De mooiste bezienswaardigheden van Beieren
Slot Neuschwanstein laat je kennismaken met de sprookjeswereld van Koning Lodewijk II en het bruggemannetje Bruckmandl in Regensburg wijst je op het pittoreske stadsgezicht. Maak een boottocht over de Königssee, ‘het Beierse fjord’ en wandel door de smalle Partnachklamm met de overhangende rotsen. Dit zijn de mooiste bezienswaardigheden van Beieren.
Wat te doen in Beieren?
De gedachte aan Beieren levert bij de meeste mensen beelden op van enorme pullen bier, dirndljurken en lederhosen en dat alles tegen een achtergrond van besneeuwde bergtoppen. Dat hoort inderdaad allemaal bij deze Zuid-Duitse regio, maar Beieren biedt meer dan dat. Oude centra van middeleeuwse steden langs rivieren als de Donau zorgen voor sfeervolle taferelen en natuurliefhebbers halen hun hart op in de bergen en bij de meren. Kijk uit over München vanaf de 85 meter hoge toren van het Neue Rathaus en pak de veerboot naar het Herreninsel voor een bezoek aan ‘het Versailles van de Chiemsee’. Bewonder de plafondschilderingen in het Sint-Michielsklooster in Bamberg en vang het ultieme middeleeuwse plaatje vanaf het Plönlein in Rothenburg ob der Tauber. Deze mooiste bezienswaardigheden van Beieren wil je niet missen.
1. Wandelspektakel in de Partnachklamm
Ten zuidoosten van Garmisch-Partenkirchen heeft de Partnach-rivier de ruim 700 meter lange kloof Partnachklam uit de rotsen geslepen. De rotswanden zijn maar een paar meter van elkaar verwijderd. Ze rijzen tot 80 meter recht omhoog vanaf de wild kolkende rivier die smeltwater van gletsjers vanuit de omliggende bergen afvoert. Vanaf de parkeerplaats van het Olympia-Skistadion in Garmisch-Partenkirchen bereik je na 2 kilometer lopen het begin van de Partnachklamm.
========================================================================
#### KORTE OPDRACHT 1
Som uit de lijst hieronder alle regels op waarin het woord "grassy" voorkomt. Neem elke regel letterlijk over.

#### AANGELEVERDE LIJST
========================================================================
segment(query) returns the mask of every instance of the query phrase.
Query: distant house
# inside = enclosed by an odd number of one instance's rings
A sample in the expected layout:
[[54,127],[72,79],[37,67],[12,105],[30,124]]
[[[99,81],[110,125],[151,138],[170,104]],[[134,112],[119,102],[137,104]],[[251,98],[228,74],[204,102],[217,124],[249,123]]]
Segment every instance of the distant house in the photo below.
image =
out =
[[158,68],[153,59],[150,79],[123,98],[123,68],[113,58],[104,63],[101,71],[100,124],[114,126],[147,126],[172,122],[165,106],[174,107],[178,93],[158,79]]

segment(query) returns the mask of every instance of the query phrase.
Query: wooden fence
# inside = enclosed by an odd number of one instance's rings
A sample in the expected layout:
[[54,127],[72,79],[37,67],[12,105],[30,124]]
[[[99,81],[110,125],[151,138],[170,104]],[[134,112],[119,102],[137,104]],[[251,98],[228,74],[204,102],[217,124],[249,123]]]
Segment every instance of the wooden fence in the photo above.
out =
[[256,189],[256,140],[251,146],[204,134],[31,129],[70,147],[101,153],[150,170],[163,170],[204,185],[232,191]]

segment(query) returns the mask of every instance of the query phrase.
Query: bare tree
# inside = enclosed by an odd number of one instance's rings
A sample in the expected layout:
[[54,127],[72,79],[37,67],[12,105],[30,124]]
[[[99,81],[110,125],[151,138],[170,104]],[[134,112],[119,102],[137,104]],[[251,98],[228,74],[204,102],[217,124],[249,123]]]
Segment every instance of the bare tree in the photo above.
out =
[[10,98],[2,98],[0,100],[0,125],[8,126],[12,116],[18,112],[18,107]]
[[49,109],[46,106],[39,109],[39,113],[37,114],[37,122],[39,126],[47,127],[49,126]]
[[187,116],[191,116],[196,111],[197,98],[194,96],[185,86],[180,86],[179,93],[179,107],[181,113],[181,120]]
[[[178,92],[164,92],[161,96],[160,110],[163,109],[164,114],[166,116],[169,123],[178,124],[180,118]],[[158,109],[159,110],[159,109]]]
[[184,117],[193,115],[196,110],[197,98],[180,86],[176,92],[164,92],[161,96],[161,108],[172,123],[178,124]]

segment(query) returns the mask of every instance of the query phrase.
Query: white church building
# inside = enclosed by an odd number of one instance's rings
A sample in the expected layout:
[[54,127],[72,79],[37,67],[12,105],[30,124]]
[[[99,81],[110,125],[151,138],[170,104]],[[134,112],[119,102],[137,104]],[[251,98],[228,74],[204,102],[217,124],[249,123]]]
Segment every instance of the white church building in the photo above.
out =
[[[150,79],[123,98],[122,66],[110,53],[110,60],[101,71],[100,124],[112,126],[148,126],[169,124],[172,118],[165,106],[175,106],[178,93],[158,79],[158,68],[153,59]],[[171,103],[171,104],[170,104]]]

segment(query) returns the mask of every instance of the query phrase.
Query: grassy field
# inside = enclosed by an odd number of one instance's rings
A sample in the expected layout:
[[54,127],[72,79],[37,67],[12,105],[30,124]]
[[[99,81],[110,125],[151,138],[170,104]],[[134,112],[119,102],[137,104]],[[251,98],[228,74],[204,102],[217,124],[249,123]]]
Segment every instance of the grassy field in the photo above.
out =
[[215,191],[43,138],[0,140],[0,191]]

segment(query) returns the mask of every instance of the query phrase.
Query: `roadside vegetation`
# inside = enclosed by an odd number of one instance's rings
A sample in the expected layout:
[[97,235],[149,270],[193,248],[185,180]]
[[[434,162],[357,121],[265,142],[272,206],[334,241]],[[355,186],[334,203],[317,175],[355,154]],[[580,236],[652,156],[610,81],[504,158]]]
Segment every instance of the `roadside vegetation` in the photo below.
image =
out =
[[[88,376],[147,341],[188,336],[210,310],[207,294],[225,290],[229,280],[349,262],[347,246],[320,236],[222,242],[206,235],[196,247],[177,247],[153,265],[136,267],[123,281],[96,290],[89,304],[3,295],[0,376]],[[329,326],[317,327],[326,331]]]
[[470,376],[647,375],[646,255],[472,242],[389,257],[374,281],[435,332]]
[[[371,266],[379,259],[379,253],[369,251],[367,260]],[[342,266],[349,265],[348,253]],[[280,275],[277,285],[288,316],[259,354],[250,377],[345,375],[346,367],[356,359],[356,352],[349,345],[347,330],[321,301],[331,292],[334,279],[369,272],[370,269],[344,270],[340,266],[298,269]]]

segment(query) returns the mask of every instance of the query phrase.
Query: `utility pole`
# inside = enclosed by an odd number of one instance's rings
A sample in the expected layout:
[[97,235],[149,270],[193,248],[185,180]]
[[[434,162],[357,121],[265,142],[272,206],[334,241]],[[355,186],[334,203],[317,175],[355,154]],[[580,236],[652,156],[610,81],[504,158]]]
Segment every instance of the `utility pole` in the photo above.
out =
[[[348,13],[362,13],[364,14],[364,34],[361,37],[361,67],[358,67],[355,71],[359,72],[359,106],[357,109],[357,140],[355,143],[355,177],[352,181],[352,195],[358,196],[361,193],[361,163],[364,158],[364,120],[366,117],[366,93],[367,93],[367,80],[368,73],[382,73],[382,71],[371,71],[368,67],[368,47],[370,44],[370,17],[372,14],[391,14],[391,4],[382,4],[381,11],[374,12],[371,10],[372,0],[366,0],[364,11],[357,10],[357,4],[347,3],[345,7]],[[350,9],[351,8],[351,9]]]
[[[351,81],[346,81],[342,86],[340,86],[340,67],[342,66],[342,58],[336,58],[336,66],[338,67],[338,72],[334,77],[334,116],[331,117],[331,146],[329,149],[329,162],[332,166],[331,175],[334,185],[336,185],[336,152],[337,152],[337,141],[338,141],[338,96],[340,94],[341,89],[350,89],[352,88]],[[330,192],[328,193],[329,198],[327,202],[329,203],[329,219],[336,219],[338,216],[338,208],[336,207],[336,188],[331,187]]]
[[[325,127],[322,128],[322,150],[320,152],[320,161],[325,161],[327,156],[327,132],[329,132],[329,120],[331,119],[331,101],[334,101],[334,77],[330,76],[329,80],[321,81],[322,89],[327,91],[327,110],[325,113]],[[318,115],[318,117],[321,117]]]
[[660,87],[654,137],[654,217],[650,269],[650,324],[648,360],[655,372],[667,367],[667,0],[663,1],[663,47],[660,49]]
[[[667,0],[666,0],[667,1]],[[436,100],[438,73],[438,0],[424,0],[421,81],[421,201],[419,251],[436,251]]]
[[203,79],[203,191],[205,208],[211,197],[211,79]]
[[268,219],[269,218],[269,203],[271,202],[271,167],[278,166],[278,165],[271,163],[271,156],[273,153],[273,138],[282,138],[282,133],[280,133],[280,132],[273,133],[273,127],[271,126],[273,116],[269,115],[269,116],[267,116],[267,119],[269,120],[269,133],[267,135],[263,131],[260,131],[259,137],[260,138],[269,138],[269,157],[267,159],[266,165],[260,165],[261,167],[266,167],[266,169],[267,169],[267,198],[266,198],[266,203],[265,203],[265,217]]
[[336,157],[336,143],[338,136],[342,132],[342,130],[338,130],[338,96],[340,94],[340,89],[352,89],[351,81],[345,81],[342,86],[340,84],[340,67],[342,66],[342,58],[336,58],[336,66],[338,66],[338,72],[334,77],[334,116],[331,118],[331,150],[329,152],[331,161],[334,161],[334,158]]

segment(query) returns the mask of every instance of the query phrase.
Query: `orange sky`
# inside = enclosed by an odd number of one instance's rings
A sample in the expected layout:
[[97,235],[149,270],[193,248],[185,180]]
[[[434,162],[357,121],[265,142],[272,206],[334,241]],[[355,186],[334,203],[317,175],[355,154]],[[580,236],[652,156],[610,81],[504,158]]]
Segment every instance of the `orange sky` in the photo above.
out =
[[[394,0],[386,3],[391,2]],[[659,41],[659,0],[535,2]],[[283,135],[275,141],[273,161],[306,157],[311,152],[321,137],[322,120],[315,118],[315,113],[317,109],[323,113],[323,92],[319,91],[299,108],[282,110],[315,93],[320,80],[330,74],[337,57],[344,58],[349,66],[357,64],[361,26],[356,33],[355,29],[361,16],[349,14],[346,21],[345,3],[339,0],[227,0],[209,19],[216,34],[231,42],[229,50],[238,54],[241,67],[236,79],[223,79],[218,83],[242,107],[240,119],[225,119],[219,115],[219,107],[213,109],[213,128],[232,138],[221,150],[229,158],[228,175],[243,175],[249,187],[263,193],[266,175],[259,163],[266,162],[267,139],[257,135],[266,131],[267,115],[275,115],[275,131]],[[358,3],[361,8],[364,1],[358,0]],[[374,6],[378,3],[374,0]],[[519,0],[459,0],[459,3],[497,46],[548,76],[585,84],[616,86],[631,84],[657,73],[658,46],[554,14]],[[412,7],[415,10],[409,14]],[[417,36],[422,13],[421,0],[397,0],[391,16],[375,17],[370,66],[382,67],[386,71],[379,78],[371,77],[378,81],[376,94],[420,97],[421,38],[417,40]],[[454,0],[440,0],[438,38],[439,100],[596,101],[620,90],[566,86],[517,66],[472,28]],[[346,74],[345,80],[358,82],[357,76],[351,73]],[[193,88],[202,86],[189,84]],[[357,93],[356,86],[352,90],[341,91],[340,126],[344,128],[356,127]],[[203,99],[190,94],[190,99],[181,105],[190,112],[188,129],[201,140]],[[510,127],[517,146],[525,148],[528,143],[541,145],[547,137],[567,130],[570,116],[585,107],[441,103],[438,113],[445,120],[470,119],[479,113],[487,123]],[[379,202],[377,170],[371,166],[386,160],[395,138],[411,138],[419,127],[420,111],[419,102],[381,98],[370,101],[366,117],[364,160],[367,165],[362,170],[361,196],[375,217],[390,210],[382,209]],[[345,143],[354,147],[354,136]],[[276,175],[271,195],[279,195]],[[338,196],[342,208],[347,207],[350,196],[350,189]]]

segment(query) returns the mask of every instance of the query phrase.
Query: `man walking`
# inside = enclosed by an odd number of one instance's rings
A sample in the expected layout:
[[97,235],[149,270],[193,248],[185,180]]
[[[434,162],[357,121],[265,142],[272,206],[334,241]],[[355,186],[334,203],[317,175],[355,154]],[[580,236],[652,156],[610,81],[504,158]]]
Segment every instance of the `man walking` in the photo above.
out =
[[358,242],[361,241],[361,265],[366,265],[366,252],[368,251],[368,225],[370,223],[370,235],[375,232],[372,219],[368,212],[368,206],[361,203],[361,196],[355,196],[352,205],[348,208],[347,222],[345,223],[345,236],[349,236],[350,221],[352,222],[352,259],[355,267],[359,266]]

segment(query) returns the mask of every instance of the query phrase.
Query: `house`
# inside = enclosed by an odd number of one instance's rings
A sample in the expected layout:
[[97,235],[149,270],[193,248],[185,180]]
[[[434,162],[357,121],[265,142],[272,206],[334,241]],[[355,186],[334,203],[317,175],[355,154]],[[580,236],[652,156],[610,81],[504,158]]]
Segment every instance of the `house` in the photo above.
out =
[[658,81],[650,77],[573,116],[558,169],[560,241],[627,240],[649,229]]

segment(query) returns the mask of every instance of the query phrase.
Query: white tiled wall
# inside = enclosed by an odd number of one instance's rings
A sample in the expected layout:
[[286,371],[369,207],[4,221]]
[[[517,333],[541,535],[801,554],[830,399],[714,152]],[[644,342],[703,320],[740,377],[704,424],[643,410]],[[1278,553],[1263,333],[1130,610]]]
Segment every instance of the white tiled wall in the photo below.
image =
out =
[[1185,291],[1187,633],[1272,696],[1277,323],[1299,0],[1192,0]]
========================================================================
#### KORTE OPDRACHT 2
Beantwoord met behulp van de tekst over Beieren de volgende vragen:
(a) Welke bijnaam krijgt de Königssee?
(b) Hoe hoog is de toren van het Neue Rathaus in München?
(c) Hoe ver loop je vanaf de parkeerplaats van het Olympia-Skistadion in Garmisch-Partenkirchen naar het begin van de Partnachklamm?

#### VOLLEDIG ANTWOORD 1
Query: grassy field
Segment every instance of the grassy field in the photo above.

#### VOLLEDIG ANTWOORD 2
(a) ‘Het Beierse fjord’.
(b) 85 meter.
(c) 2 kilometer.